⟨

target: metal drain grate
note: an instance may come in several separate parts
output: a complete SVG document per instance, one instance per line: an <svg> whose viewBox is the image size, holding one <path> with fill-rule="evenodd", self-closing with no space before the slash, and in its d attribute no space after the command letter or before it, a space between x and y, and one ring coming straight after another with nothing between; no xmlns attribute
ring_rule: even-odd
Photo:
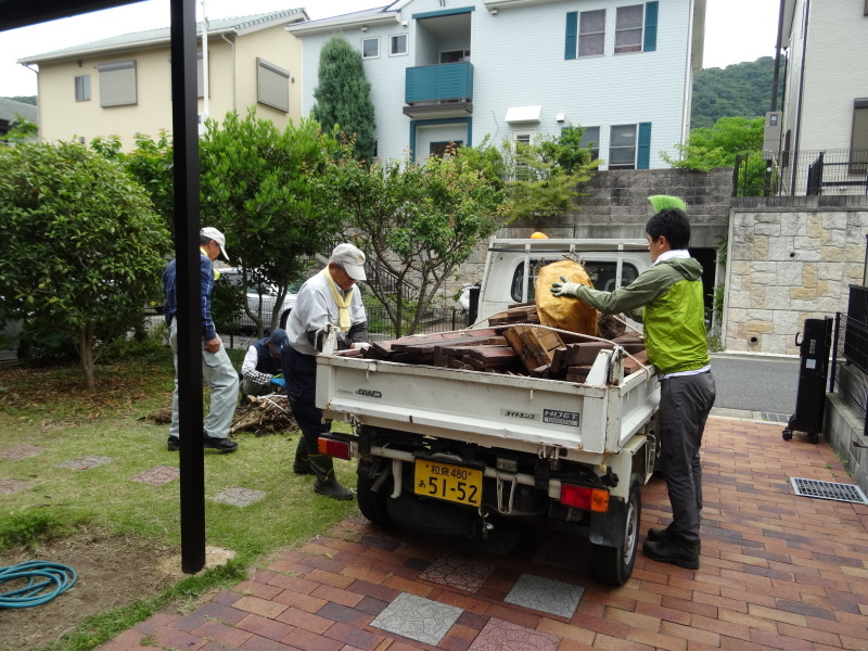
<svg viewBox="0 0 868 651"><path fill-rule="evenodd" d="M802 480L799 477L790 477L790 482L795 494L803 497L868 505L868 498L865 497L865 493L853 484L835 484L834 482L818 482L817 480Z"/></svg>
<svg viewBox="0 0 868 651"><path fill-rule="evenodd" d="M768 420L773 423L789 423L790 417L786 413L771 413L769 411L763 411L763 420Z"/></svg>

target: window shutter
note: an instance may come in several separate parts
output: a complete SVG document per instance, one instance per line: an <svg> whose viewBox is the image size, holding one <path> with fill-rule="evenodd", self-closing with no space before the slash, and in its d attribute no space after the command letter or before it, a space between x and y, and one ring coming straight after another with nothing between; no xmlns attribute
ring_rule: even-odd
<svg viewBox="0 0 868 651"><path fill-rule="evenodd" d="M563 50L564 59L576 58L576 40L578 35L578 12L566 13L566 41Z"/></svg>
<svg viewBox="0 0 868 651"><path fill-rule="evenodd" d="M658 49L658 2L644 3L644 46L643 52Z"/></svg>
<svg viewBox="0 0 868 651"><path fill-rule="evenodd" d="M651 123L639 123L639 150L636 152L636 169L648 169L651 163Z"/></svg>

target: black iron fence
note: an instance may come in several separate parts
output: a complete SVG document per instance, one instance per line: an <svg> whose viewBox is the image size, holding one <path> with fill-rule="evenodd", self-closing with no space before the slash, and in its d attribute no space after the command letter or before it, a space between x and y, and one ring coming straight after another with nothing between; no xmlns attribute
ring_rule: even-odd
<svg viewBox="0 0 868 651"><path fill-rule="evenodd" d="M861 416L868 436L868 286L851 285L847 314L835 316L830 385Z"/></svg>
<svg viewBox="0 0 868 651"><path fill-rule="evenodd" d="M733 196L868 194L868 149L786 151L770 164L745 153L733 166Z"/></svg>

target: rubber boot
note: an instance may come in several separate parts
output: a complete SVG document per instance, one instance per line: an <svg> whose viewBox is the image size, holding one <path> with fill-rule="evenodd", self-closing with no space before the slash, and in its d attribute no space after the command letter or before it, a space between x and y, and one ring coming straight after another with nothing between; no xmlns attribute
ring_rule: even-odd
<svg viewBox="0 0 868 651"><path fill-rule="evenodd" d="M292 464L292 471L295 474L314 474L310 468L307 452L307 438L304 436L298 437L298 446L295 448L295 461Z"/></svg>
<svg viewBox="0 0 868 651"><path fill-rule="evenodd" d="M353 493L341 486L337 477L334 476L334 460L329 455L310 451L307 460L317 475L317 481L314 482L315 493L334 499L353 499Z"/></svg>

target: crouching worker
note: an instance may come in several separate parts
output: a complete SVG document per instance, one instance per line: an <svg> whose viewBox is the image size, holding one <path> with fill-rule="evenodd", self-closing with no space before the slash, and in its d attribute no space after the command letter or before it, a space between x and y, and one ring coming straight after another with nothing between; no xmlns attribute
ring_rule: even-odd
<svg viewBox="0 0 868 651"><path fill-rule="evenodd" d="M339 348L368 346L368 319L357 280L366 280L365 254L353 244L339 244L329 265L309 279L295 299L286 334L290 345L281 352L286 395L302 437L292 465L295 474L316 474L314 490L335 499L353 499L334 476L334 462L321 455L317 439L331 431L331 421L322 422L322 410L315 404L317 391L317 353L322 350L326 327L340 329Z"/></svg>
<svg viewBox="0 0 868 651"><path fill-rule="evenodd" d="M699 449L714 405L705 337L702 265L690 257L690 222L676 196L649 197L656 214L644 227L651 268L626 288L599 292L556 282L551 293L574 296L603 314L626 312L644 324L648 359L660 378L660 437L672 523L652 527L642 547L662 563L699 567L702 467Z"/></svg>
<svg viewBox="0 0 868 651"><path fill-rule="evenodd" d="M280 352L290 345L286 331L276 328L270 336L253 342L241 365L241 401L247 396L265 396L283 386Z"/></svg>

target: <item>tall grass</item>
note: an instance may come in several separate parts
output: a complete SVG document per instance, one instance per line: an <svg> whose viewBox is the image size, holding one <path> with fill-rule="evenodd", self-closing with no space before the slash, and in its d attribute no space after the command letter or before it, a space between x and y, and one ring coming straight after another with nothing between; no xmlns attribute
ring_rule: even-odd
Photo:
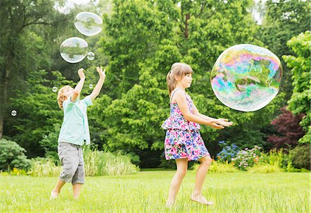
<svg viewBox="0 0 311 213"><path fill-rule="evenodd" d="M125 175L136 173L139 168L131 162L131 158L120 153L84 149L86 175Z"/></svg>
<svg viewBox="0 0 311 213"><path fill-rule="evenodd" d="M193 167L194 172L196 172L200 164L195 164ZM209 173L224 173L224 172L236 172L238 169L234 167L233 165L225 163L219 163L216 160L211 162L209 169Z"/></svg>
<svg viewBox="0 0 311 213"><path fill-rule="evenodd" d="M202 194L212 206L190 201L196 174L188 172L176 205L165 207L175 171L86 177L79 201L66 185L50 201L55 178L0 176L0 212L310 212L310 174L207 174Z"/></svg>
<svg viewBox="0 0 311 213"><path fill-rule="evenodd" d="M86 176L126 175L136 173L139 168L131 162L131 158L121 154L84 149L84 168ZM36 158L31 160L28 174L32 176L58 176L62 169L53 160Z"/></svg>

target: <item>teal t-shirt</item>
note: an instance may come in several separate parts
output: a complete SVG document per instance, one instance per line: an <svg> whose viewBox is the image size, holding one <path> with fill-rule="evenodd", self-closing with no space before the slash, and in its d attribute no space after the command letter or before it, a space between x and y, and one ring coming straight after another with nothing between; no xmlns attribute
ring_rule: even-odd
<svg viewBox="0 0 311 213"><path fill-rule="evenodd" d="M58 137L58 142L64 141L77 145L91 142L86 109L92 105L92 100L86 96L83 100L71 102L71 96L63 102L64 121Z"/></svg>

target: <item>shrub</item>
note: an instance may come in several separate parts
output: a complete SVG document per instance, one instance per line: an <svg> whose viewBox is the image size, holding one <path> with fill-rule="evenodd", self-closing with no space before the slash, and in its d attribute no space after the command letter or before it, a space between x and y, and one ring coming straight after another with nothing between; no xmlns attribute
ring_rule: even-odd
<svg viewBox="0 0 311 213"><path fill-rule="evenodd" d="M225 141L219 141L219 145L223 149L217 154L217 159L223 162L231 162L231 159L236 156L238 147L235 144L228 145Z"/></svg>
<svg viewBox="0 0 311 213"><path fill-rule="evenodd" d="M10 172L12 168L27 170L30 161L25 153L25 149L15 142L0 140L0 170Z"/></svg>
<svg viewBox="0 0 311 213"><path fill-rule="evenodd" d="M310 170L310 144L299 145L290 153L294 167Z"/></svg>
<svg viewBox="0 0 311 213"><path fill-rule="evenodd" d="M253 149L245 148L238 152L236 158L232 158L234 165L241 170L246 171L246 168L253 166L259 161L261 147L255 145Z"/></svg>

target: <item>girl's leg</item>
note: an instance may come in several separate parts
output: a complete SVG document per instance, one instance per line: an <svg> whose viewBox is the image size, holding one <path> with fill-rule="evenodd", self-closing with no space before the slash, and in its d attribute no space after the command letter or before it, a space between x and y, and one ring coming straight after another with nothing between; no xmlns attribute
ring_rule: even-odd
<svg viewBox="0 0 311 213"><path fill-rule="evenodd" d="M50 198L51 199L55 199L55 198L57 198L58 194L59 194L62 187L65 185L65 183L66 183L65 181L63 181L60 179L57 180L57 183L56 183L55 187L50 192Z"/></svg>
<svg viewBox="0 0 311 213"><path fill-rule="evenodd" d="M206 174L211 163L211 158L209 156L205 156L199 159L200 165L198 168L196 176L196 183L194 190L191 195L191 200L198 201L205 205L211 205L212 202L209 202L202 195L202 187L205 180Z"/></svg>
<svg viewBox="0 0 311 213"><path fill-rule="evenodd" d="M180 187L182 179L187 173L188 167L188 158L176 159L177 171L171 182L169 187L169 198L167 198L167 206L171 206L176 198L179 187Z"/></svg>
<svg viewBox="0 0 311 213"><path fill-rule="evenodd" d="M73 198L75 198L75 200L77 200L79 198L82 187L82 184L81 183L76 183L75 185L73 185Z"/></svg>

⟩
⟨

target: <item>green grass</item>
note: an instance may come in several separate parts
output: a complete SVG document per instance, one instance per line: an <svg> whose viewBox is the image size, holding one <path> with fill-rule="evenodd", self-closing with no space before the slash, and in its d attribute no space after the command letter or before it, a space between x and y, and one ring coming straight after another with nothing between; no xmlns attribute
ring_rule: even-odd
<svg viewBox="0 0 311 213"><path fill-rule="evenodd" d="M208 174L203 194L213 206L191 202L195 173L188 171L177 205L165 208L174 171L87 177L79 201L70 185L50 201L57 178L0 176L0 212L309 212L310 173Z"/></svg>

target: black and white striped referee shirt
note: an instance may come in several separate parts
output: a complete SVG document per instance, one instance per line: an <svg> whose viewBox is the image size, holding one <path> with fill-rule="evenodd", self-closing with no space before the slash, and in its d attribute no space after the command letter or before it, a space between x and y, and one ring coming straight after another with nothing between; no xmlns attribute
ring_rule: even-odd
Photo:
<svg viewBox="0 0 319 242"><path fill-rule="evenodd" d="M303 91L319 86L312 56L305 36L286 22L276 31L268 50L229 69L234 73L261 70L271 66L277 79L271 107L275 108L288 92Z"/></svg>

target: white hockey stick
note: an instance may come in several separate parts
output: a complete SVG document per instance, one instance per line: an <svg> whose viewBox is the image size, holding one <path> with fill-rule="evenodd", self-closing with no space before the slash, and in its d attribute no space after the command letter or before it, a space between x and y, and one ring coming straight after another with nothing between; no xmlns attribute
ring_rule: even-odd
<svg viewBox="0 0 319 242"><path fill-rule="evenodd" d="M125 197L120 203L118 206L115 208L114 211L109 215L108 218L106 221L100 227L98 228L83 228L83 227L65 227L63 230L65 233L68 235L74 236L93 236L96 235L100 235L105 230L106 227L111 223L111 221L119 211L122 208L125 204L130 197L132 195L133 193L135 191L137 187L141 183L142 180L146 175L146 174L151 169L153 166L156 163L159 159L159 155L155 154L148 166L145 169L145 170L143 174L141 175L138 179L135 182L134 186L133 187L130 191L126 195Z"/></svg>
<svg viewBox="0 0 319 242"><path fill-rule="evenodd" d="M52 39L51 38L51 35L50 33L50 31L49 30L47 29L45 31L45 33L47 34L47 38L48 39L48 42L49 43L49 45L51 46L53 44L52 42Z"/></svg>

⟩

#### AIM OF THE TASK
Reproduce the records verbatim from the line containing "target: <item>shrub</item>" up to and including the line containing "149L245 148L238 152L236".

#### PROBLEM SOLUTION
target: <item>shrub</item>
note: an instance may come in several separate parts
output: a complete SVG document per instance, one instance per line: an <svg> whose viewBox is the image size, holding one <path> with fill-rule="evenodd", self-closing with no space before the slash, and in its d attribute no space after the command letter or before it, a space between x and y, and one ring coming straight after another with nothing between; no xmlns attribute
ring_rule: even-odd
<svg viewBox="0 0 311 213"><path fill-rule="evenodd" d="M225 141L219 141L219 145L223 149L217 154L217 159L223 162L231 162L231 159L236 156L238 147L235 144L228 145Z"/></svg>
<svg viewBox="0 0 311 213"><path fill-rule="evenodd" d="M10 172L12 168L27 170L30 161L25 153L25 149L15 142L0 140L0 170Z"/></svg>
<svg viewBox="0 0 311 213"><path fill-rule="evenodd" d="M310 170L310 144L299 145L290 153L294 167Z"/></svg>
<svg viewBox="0 0 311 213"><path fill-rule="evenodd" d="M253 149L245 148L238 152L236 158L232 158L234 165L241 170L246 171L246 168L253 166L259 161L261 147L255 145Z"/></svg>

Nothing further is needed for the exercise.